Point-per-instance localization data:
Start of Block

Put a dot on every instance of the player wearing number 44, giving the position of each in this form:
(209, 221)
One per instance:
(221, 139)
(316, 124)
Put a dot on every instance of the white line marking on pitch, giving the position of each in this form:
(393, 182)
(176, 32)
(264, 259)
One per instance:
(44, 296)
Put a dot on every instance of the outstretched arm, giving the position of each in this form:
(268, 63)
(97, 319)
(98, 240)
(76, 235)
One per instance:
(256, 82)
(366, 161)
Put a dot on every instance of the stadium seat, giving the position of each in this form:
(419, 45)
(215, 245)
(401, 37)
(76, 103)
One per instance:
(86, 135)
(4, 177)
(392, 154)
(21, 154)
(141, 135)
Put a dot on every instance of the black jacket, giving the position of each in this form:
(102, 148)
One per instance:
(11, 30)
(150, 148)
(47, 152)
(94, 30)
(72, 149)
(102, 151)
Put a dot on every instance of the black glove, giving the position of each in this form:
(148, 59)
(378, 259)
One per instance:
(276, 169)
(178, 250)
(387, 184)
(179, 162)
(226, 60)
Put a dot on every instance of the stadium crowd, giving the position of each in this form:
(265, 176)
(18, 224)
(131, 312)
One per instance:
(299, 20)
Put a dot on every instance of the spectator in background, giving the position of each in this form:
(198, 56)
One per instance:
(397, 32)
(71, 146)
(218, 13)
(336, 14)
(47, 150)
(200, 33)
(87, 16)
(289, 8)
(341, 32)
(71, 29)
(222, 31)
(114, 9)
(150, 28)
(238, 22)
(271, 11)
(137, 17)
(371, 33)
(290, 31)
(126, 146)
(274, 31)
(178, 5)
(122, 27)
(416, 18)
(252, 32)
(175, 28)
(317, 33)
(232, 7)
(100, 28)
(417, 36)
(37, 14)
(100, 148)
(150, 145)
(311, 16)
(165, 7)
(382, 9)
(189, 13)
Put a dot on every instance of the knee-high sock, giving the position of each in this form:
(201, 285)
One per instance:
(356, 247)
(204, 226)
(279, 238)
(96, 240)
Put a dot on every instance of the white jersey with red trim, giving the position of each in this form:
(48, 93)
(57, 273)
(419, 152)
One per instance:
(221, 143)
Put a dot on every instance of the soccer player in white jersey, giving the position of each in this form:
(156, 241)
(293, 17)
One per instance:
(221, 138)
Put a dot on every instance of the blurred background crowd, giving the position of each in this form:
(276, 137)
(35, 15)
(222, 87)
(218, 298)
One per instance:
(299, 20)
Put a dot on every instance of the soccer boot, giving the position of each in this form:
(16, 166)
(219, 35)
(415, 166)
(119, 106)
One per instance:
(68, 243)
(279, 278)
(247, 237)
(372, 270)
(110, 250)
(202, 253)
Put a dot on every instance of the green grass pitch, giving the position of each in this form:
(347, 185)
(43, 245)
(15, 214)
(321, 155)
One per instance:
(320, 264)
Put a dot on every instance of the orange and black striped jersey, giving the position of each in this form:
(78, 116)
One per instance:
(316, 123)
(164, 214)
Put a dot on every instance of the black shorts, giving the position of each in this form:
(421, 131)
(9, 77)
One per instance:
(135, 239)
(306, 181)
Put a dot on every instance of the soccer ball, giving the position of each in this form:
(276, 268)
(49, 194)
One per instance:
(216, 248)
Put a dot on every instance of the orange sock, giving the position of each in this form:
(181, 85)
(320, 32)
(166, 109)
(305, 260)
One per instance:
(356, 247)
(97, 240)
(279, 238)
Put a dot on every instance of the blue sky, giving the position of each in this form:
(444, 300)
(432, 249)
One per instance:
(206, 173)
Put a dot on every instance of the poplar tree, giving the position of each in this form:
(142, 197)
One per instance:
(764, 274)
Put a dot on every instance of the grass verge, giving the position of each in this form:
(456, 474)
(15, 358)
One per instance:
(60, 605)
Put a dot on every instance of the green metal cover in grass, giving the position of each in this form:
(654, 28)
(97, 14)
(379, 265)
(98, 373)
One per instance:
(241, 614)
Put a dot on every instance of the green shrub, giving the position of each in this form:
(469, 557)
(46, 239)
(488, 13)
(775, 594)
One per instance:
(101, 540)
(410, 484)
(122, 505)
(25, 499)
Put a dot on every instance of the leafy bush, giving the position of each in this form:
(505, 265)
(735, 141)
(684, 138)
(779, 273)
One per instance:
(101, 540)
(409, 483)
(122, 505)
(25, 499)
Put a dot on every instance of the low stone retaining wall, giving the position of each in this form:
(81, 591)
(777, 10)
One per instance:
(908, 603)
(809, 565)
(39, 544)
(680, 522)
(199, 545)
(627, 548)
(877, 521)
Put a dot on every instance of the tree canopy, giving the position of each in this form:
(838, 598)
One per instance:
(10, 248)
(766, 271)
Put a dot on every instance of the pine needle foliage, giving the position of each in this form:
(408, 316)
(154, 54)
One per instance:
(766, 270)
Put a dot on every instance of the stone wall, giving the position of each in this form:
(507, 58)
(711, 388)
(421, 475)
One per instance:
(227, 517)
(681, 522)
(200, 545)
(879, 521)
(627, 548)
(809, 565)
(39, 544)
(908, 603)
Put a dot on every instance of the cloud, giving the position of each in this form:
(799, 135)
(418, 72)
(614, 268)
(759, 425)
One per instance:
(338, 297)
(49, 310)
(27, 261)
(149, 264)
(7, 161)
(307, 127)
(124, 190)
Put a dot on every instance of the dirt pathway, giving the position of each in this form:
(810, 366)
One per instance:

End of Block

== Exercise requirements ==
Out of the preceding entries, pull every line containing the string "jersey".

== Task response ==
Put a dot on every instance of the white jersey with red trim, giving the position of each in this form:
Put a dot on every instance of the soccer player in white jersey, giving the position of each in this form:
Put a dot on every instance of the orange and black striped jersey, giving the position of each in this form:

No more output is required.